# Help! Why are some of these notes small?



## jewelbox81

I'm currently working on an arrangement of Saint-Saens' Danse Macabre and I'm looking at this score from IMSLP for inspiration. I came across some grace-note sized notes in the string section and I'm not sure what they mean. They only occur in the pizzicato sections. Here's an example:








My first thought is that they are only to be played by a smaller section, but I couldn't find any info to confirm that and there's no annotation indicating it. I wondered also if they might mean muted pizzicato...

Can anyone help?


----------



## Vasks

Yes, the cues notes are to be played if there is no harp.


----------



## jewelbox81

Ahh! Thank you so much Vasks.


----------



## pianozach

jewelbox81 said:


> I'm currently working on an arrangement of Saint-Saens' Danse Macabre and I'm looking at this score from IMSLP for inspiration. I came across some grace-note sized notes in the string section and I'm not sure what they mean. They only occur in the pizzicato sections. Here's an example:
> View attachment 146180
> 
> 
> My first thought is that they are only to be played by a smaller section, but I couldn't find any info to confirm that and there's no annotation indicating it. I wondered also if they might mean muted pizzicato...
> 
> Can anyone help?


I like this piece more and more. Catchy. Short.


----------

:: Information supplied ::
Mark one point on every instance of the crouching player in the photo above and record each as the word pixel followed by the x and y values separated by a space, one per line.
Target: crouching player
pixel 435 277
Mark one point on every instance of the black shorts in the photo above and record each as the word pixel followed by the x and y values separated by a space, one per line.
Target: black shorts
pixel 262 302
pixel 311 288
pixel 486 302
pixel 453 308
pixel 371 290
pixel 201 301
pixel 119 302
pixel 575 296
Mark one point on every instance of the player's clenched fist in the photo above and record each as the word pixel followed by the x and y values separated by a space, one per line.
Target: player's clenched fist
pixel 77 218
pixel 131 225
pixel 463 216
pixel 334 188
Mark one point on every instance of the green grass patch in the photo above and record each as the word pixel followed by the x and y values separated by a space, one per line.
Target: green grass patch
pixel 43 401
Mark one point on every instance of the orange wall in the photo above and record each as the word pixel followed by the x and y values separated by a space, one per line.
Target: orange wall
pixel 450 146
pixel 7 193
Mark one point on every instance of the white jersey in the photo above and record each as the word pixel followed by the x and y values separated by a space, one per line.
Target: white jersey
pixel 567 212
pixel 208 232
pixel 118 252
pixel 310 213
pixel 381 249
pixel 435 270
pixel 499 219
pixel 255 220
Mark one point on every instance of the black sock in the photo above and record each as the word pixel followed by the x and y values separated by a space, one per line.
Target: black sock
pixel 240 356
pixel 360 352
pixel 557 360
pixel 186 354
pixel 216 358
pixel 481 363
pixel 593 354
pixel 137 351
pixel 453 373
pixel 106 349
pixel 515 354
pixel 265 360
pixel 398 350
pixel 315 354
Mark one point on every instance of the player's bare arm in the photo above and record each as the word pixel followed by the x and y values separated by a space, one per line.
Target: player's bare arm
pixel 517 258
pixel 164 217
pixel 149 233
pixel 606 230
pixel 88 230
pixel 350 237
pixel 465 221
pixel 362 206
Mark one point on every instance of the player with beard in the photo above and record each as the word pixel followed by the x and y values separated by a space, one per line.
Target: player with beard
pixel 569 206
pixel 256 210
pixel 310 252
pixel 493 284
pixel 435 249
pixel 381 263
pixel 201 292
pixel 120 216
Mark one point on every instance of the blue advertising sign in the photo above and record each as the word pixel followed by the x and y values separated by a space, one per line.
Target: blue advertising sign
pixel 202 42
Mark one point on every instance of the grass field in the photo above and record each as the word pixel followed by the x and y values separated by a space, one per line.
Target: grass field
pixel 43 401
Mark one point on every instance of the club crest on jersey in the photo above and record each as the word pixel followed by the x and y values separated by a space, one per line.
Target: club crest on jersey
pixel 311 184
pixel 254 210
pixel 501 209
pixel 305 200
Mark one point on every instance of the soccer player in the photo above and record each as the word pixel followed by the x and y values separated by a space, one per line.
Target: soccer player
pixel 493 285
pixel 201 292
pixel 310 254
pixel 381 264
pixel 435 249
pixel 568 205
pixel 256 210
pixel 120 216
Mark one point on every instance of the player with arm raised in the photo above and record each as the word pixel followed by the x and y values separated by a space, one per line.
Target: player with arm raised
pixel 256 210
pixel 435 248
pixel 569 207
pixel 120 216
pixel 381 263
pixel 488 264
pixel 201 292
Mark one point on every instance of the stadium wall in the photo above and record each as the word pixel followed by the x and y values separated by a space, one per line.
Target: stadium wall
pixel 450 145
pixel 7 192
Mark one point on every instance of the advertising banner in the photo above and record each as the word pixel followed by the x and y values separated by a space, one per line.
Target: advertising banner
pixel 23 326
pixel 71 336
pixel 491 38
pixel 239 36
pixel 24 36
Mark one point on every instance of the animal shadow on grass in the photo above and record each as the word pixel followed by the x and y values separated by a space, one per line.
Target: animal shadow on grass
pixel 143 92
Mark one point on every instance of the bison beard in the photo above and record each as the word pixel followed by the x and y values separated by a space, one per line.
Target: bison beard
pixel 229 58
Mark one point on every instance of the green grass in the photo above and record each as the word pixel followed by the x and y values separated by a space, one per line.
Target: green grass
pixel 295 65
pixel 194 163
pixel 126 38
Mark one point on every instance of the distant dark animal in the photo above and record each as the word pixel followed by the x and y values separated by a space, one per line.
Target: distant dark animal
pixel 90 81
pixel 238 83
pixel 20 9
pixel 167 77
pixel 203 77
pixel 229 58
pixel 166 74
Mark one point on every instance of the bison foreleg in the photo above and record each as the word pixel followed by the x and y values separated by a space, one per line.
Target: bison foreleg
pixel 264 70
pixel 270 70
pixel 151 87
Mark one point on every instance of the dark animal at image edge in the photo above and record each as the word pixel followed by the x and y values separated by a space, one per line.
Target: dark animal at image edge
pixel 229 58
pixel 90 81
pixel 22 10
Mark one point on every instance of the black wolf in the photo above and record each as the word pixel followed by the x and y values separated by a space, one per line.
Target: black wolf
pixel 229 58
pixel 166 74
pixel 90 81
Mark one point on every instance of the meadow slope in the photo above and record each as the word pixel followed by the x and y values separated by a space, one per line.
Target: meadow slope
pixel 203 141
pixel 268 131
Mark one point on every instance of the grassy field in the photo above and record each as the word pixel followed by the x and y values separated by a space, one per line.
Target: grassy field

:: What you need to do ::
1) In the forum thread about the small notes in Danse Macabre, where in the string parts do those notes appear?
2) Using the forum thread about the small notes in Danse Macabre, explain what the small notes in the string parts are and under what condition they are played.
The records have no connection to the forum thread.

:: Solutions below ::
1) They appear only in the pizzicato sections.

2) According to the reply from Vasks, the small notes are cue notes. The strings play them only if there is no harp.